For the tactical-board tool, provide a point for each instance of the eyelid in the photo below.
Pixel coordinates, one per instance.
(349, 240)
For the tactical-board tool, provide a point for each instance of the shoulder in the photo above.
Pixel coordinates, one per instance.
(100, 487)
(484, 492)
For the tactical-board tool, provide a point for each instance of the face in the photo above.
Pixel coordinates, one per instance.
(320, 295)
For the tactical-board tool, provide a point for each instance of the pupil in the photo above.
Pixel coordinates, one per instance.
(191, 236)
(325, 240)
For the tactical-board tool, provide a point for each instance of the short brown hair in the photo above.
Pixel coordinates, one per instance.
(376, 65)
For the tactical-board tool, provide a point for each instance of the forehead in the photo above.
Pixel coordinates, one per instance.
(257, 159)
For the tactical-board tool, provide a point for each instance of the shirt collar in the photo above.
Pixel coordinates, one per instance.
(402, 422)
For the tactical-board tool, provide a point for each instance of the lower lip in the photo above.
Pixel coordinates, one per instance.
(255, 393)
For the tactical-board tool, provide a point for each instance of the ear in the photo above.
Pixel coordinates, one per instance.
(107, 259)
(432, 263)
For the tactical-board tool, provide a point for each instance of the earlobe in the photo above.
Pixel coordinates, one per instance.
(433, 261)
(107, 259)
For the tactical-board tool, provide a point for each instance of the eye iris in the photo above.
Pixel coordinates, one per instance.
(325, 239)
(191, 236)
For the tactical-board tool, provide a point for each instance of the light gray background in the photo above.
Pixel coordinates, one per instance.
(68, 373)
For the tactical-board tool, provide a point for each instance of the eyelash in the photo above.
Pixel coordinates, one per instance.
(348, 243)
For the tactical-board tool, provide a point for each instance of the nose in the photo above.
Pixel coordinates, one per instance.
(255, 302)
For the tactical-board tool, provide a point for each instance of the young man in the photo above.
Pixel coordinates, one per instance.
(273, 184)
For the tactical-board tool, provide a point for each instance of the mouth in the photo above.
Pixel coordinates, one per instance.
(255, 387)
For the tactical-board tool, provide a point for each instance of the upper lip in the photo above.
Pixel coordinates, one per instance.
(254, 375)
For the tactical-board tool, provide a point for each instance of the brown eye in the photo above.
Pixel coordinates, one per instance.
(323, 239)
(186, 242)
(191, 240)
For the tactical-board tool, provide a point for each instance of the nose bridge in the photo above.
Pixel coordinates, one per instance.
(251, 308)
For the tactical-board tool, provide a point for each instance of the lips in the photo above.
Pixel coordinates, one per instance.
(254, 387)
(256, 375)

——————

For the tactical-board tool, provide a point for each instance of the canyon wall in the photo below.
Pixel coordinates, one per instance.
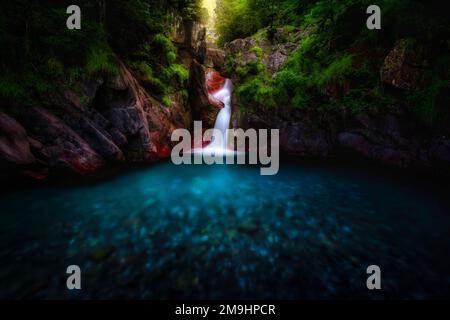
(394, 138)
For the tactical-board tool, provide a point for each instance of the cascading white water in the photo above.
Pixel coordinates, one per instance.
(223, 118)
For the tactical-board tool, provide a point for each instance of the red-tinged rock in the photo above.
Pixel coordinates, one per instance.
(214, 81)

——————

Task objective: Count the lines in the records above that contain the word "nose". Reply with the number only.

Reply to the task: 2